◆ Data items ◆
----------

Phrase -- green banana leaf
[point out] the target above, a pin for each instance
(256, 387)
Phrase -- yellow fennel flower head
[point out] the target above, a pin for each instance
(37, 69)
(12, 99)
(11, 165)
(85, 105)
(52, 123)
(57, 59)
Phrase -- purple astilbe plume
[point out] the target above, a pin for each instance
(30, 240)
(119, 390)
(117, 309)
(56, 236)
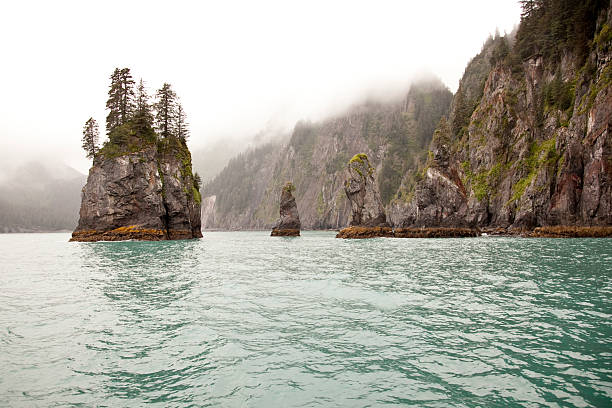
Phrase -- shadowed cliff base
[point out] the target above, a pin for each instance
(132, 233)
(564, 231)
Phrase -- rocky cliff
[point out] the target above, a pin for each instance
(289, 222)
(394, 135)
(535, 149)
(149, 193)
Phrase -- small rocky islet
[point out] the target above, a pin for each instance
(289, 223)
(141, 185)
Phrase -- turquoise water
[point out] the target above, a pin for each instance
(240, 319)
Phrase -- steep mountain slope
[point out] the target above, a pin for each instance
(40, 197)
(536, 149)
(394, 135)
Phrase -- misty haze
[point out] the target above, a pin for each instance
(279, 204)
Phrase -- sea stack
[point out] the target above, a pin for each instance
(367, 218)
(147, 194)
(289, 223)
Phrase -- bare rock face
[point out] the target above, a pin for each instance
(144, 195)
(289, 223)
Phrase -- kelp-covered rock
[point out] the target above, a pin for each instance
(147, 194)
(289, 222)
(361, 189)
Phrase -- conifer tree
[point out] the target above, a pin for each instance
(143, 117)
(91, 135)
(182, 126)
(165, 108)
(120, 101)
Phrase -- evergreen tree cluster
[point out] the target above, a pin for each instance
(548, 27)
(132, 118)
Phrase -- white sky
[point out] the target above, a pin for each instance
(237, 66)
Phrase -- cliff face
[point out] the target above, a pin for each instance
(393, 135)
(362, 192)
(535, 151)
(148, 194)
(289, 222)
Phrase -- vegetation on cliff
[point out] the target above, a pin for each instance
(529, 129)
(141, 184)
(394, 136)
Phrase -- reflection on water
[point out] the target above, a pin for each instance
(145, 287)
(151, 274)
(243, 319)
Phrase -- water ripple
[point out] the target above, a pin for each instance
(242, 319)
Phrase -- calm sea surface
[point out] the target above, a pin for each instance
(240, 319)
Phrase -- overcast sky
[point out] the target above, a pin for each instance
(237, 66)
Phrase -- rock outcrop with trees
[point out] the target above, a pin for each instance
(141, 184)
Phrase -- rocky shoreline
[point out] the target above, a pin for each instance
(357, 232)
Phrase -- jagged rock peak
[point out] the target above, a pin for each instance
(149, 194)
(289, 222)
(362, 191)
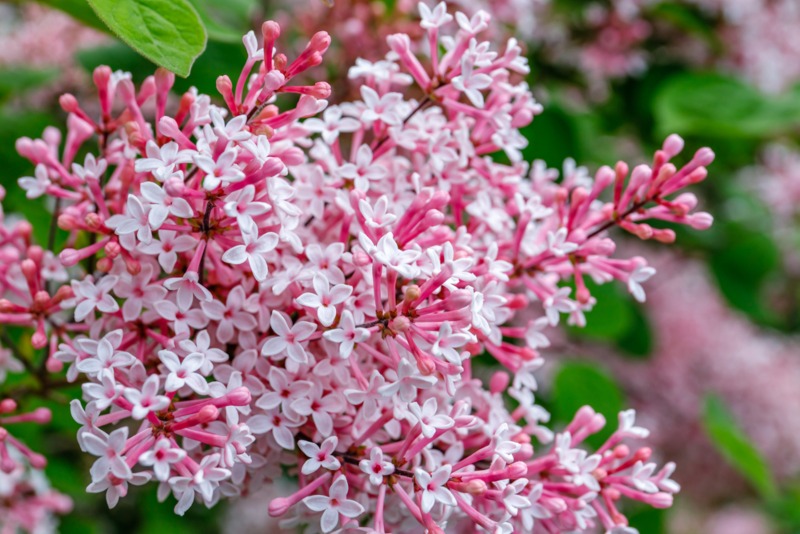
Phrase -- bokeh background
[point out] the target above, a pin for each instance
(711, 362)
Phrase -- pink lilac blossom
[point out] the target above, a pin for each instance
(337, 326)
(703, 347)
(27, 503)
(761, 41)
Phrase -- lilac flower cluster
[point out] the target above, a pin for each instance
(258, 289)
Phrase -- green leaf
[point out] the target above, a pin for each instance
(578, 384)
(735, 446)
(17, 80)
(118, 56)
(167, 32)
(742, 262)
(225, 20)
(610, 318)
(79, 10)
(710, 104)
(616, 319)
(217, 59)
(553, 137)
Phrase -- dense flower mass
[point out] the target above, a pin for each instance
(278, 285)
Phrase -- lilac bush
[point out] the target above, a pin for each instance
(279, 287)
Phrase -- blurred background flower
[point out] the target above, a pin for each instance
(712, 363)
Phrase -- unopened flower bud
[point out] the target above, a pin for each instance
(475, 487)
(499, 382)
(68, 103)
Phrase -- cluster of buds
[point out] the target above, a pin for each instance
(253, 290)
(26, 501)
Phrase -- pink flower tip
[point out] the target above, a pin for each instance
(322, 90)
(39, 340)
(54, 366)
(271, 30)
(673, 145)
(68, 102)
(475, 487)
(207, 414)
(37, 461)
(499, 382)
(69, 257)
(41, 415)
(320, 42)
(279, 506)
(8, 405)
(704, 157)
(240, 396)
(701, 220)
(101, 75)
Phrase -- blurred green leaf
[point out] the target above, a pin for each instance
(225, 20)
(742, 261)
(79, 10)
(735, 446)
(118, 56)
(218, 58)
(646, 519)
(167, 32)
(711, 104)
(615, 319)
(578, 384)
(553, 137)
(18, 80)
(610, 318)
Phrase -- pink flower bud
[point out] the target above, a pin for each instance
(7, 406)
(704, 157)
(69, 257)
(41, 416)
(68, 103)
(54, 366)
(499, 382)
(673, 145)
(239, 397)
(320, 42)
(700, 220)
(475, 487)
(279, 506)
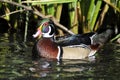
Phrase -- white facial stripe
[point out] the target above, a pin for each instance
(59, 52)
(48, 33)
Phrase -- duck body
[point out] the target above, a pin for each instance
(78, 46)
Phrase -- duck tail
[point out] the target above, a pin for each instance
(102, 36)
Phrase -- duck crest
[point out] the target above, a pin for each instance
(47, 48)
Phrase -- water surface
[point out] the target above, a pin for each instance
(16, 63)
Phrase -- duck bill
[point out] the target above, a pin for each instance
(37, 34)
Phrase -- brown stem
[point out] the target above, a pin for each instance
(39, 14)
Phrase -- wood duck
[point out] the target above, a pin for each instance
(78, 46)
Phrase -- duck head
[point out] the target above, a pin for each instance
(46, 29)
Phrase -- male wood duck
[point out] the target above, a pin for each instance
(78, 46)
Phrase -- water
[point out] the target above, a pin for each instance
(16, 63)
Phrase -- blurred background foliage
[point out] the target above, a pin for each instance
(80, 16)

----------

◆ EXERCISE DETAILS ◆
Recast all of the rows above as a numbered list, dropping any blank lines and leaving out the pictures.

◆ COMPLETED TASK ◆
1. Phrase -- green banana leaf
2. [point out] the target above, a pin for each instance
3. (256, 387)
4. Phrase -- yellow fennel flower head
5. [point out] the target above, a pin for each instance
6. (37, 69)
7. (12, 99)
8. (11, 165)
9. (85, 105)
10. (52, 123)
11. (57, 59)
12. Phrase -- purple astilbe plume
13. [point out] the target above, a pin for each instance
14. (30, 240)
15. (119, 390)
16. (117, 309)
17. (56, 236)
18. Phrase -- shadowed cliff base
19. [point out] the target above, a pin for each instance
20. (132, 233)
21. (564, 231)
22. Phrase -- rocky cliff
23. [point out] the target above, a pin for each instance
24. (289, 222)
25. (394, 135)
26. (535, 149)
27. (149, 193)
28. Phrase -- small rocky islet
29. [point out] the target above, a pin for each instance
30. (289, 223)
31. (141, 185)
32. Phrase -- turquoise water
33. [point out] the target above, a pin for each instance
34. (240, 319)
35. Phrase -- steep mountain slope
36. [point out] the target above, a pin for each instance
37. (40, 197)
38. (536, 149)
39. (394, 135)
40. Phrase -- misty haze
41. [point out] the target above, a pin for each instance
42. (279, 204)
43. Phrase -- sea stack
44. [point out] the target above, a pin for each instance
45. (367, 218)
46. (147, 194)
47. (289, 223)
48. Phrase -- bare rock face
49. [point out] the target above, a pin for each instance
50. (144, 195)
51. (289, 223)
52. Phrase -- kelp-covered rock
53. [point out] the target above, a pin for each instance
54. (147, 194)
55. (289, 222)
56. (361, 189)
57. Phrase -- conifer tree
58. [point out] the target above, a pin for each instance
59. (143, 117)
60. (91, 135)
61. (182, 126)
62. (165, 108)
63. (120, 101)
64. Phrase -- evergreen tree cluster
65. [point out] the target above, a pin for each instance
66. (548, 27)
67. (132, 118)
68. Phrase -- white sky
69. [point out] the target above, a pin for each instance
70. (237, 66)
71. Phrase -- cliff face
72. [point out] the target above, a pin for each instance
73. (393, 135)
74. (362, 192)
75. (535, 151)
76. (148, 194)
77. (289, 222)
78. Phrase -- vegetation on cliff
79. [point out] the target above, a pin for each instance
80. (529, 129)
81. (141, 184)
82. (394, 136)
83. Phrase -- reflection on water
84. [point out] the target above, a pin for each instance
85. (145, 287)
86. (151, 274)
87. (243, 319)
88. Phrase -- water ripple
89. [point out] the target above, a pin for each instance
90. (242, 319)
91. Phrase -- calm sea surface
92. [point out] the target above, a pin for each instance
93. (240, 319)
94. Phrase -- overcast sky
95. [point out] the target above, a pin for each instance
96. (237, 66)
97. Phrase -- rock outcrop with trees
98. [point out] the target above, a pin for each instance
99. (141, 184)
100. Phrase -- rocky shoreline
101. [point out] the target above, a pin for each instance
102. (357, 232)
103. Phrase -- jagged rock peak
104. [point out] the target above, a pin for each instance
105. (149, 194)
106. (289, 222)
107. (362, 191)
108. Phrase -- bokeh background
109. [point out] the target above, a pin for each instance
110. (711, 362)
111. Phrase -- pink lilac blossom
112. [point out] the target above, a pin for each instance
113. (337, 326)
114. (703, 347)
115. (27, 503)
116. (761, 41)
117. Phrase -- lilac flower cluster
118. [point out] the target above, a pin for each instance
119. (258, 289)
120. Phrase -- green leaf
121. [point out] the target above, a pin for each instance
122. (578, 384)
123. (735, 446)
124. (17, 80)
125. (118, 56)
126. (167, 32)
127. (742, 262)
128. (225, 20)
129. (610, 318)
130. (79, 10)
131. (710, 104)
132. (616, 319)
133. (217, 59)
134. (553, 137)
135. Phrase -- dense flower mass
136. [point out] the target above, a pin for each instance
137. (278, 285)
138. Phrase -- lilac bush
139. [point out] the target above, a pin for each instance
140. (279, 287)
141. Phrase -- blurred background flower
142. [point out] the target above, a pin for each instance
143. (712, 363)
144. Phrase -- unopened flower bud
145. [point out] the target above, a pin for each instance
146. (475, 487)
147. (499, 382)
148. (68, 103)
149. Phrase -- cluster of buds
150. [point out] the target above, a pin for each instance
151. (253, 290)
152. (26, 501)
153. Phrase -- pink flower tip
154. [point out] the target above, a pin for each instance
155. (322, 90)
156. (39, 340)
157. (54, 366)
158. (271, 30)
159. (673, 145)
160. (68, 102)
161. (475, 487)
162. (207, 414)
163. (37, 461)
164. (499, 382)
165. (69, 257)
166. (41, 415)
167. (320, 42)
168. (279, 506)
169. (8, 405)
170. (704, 157)
171. (240, 396)
172. (701, 220)
173. (101, 75)
174. Phrase -- blurred green leaf
175. [point out] the target above, a pin for each instance
176. (225, 20)
177. (742, 261)
178. (79, 10)
179. (735, 446)
180. (118, 56)
181. (218, 58)
182. (646, 519)
183. (167, 32)
184. (711, 104)
185. (615, 319)
186. (578, 384)
187. (553, 137)
188. (18, 80)
189. (610, 318)
190. Phrase -- pink flower bud
191. [point out] the target above, a pin for each instance
192. (7, 406)
193. (704, 157)
194. (69, 257)
195. (41, 416)
196. (68, 103)
197. (54, 366)
198. (499, 382)
199. (673, 145)
200. (239, 397)
201. (320, 42)
202. (700, 220)
203. (475, 487)
204. (279, 506)
205. Phrase -- white facial stripe
206. [point out] the target above, a pin for each instance
207. (59, 52)
208. (48, 33)
209. Phrase -- duck body
210. [point out] the target above, a pin for each instance
211. (78, 46)
212. Phrase -- duck tail
213. [point out] the target above, a pin for each instance
214. (102, 36)
215. Phrase -- duck crest
216. [point out] the target above, a pin for each instance
217. (47, 48)
218. Phrase -- water surface
219. [point out] the target above, a pin for each instance
220. (16, 63)
221. Phrase -- duck bill
222. [point out] the target above, a pin for each instance
223. (37, 34)
224. Phrase -- brown stem
225. [point out] the target above, a pin for each instance
226. (39, 14)
227. Phrase -- wood duck
228. [point out] the target above, a pin for each instance
229. (78, 46)
230. Phrase -- duck head
231. [point out] the target above, a pin for each instance
232. (46, 29)
233. Phrase -- male wood duck
234. [point out] the target above, a pin for each instance
235. (78, 46)
236. Phrase -- water
237. [point out] the target above, a pin for each instance
238. (16, 63)
239. Phrase -- blurred background foliage
240. [point out] the target above, a pin for each instance
241. (80, 16)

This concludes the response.